# CONSIGNE
Recopiez mot pour mot tout ce qui va de la ligne contenant « of the wooden » jusqu'à la fin des entrées, ces deux limites comprises.
═══ DOCUMENT SUPPORT
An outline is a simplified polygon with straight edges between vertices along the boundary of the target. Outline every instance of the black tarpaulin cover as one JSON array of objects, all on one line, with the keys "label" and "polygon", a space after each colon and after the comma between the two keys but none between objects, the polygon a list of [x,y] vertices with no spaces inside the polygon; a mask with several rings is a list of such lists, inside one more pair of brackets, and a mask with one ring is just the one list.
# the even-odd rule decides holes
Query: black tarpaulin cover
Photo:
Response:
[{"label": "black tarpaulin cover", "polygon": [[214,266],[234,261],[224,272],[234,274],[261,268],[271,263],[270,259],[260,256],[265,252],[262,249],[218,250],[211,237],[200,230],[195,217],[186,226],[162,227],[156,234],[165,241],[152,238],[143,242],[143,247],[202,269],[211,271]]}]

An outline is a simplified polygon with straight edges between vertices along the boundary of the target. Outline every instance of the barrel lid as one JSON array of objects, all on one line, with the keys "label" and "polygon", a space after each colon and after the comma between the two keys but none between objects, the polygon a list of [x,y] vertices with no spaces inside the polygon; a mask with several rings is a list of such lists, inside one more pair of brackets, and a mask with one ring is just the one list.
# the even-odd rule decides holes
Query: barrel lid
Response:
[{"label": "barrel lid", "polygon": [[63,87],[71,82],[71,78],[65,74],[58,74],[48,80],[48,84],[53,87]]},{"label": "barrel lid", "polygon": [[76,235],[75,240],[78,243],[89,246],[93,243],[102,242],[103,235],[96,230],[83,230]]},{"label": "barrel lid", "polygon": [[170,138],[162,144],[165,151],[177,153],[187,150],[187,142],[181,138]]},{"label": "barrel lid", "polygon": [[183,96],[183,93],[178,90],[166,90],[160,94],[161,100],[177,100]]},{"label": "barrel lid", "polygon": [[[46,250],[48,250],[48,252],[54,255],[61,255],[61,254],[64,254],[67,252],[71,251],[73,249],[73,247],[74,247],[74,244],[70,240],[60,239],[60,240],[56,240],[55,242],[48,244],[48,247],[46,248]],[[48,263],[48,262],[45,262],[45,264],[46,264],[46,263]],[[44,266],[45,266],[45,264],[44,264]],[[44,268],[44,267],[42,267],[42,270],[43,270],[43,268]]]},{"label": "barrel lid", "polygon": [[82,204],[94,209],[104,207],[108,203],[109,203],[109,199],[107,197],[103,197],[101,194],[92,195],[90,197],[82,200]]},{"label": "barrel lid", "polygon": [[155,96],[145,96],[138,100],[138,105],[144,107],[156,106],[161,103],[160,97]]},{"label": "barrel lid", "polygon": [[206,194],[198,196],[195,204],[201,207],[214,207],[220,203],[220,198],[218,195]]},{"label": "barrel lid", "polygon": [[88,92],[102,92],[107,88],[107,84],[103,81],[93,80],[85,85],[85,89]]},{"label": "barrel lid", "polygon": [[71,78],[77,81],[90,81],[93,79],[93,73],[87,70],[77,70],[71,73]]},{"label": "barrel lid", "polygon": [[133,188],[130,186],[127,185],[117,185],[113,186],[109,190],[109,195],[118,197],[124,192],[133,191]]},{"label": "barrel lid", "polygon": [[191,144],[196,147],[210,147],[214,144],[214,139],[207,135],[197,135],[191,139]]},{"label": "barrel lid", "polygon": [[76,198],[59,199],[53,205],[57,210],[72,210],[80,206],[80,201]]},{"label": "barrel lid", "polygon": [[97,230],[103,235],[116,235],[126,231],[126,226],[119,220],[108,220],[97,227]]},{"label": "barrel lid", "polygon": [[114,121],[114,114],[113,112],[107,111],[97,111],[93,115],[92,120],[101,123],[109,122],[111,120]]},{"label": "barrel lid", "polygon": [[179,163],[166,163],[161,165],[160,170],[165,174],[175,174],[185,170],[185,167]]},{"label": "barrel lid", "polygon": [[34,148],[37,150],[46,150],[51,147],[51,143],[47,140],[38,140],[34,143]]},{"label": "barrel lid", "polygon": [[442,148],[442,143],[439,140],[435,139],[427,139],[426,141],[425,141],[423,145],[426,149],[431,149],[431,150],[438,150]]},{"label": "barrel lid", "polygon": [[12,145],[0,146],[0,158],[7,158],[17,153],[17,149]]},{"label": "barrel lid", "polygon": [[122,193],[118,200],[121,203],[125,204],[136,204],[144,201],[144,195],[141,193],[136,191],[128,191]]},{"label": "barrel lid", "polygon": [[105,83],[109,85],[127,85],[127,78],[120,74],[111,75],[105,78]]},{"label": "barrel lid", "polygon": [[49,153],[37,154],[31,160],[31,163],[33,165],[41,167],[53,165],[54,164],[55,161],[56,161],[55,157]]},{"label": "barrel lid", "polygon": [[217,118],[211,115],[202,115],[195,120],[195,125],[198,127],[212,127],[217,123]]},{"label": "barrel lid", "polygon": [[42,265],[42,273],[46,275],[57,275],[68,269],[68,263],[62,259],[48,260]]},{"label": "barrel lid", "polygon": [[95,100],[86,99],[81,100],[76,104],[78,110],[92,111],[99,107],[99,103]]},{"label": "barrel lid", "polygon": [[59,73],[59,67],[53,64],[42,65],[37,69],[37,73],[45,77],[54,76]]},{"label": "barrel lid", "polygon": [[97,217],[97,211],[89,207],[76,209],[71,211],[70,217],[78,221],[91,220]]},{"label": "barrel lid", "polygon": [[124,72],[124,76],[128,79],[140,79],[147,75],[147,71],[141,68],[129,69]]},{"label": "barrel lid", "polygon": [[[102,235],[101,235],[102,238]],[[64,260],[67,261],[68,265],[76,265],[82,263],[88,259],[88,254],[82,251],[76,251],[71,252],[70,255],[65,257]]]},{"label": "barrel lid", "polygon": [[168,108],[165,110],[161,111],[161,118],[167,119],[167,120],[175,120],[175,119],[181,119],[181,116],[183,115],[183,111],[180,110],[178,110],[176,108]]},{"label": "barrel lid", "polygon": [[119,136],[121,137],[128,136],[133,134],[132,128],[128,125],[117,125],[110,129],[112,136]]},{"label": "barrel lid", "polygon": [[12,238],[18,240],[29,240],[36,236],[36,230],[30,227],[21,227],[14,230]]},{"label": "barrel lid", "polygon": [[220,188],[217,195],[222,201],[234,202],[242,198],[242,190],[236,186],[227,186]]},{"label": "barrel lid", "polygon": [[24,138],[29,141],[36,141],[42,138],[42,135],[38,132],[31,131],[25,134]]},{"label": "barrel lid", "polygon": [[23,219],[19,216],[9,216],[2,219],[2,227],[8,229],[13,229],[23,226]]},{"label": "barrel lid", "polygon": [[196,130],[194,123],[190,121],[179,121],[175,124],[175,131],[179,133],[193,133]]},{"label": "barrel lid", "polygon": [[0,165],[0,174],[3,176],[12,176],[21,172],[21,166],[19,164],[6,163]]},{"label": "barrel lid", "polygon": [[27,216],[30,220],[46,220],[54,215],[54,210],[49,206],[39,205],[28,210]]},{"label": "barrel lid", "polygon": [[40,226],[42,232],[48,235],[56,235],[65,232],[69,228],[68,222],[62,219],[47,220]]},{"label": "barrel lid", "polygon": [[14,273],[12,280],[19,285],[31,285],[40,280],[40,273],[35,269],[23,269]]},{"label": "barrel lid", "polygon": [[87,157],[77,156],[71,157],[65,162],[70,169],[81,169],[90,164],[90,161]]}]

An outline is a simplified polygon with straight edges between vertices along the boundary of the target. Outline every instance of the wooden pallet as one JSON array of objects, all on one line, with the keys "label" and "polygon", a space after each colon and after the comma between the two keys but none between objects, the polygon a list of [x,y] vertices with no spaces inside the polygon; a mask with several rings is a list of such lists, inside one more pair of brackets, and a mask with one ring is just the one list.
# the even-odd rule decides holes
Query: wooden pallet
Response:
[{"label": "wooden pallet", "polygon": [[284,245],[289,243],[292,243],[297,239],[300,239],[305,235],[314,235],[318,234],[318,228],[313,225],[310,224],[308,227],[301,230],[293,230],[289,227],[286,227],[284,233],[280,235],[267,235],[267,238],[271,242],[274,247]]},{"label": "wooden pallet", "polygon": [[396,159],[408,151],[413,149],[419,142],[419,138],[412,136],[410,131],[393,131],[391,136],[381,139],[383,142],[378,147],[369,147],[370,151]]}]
══════
# CORRIGÉ
An outline is a simplified polygon with straight edges between vertices along the boundary of the target. Outline every instance of the wooden pallet as one JSON array of objects, all on one line, with the keys "label" and "polygon", a space after each colon and after the comma between the two keys but none between objects, the polygon a list of [x,y] vertices with no spaces inside the polygon; a mask with several rings is a list of such lists, inside one more pair of brackets, and a mask with one ring is just the one list.
# the even-odd rule decides holes
Query: wooden pallet
Response:
[{"label": "wooden pallet", "polygon": [[284,245],[289,243],[292,243],[297,239],[300,239],[305,235],[314,235],[318,234],[318,228],[313,225],[310,224],[308,227],[301,230],[293,230],[289,227],[286,227],[284,233],[280,235],[267,235],[267,238],[271,242],[274,247]]},{"label": "wooden pallet", "polygon": [[396,159],[408,151],[413,149],[419,142],[419,138],[412,136],[410,131],[393,131],[391,136],[381,139],[383,142],[378,147],[369,147],[370,151]]}]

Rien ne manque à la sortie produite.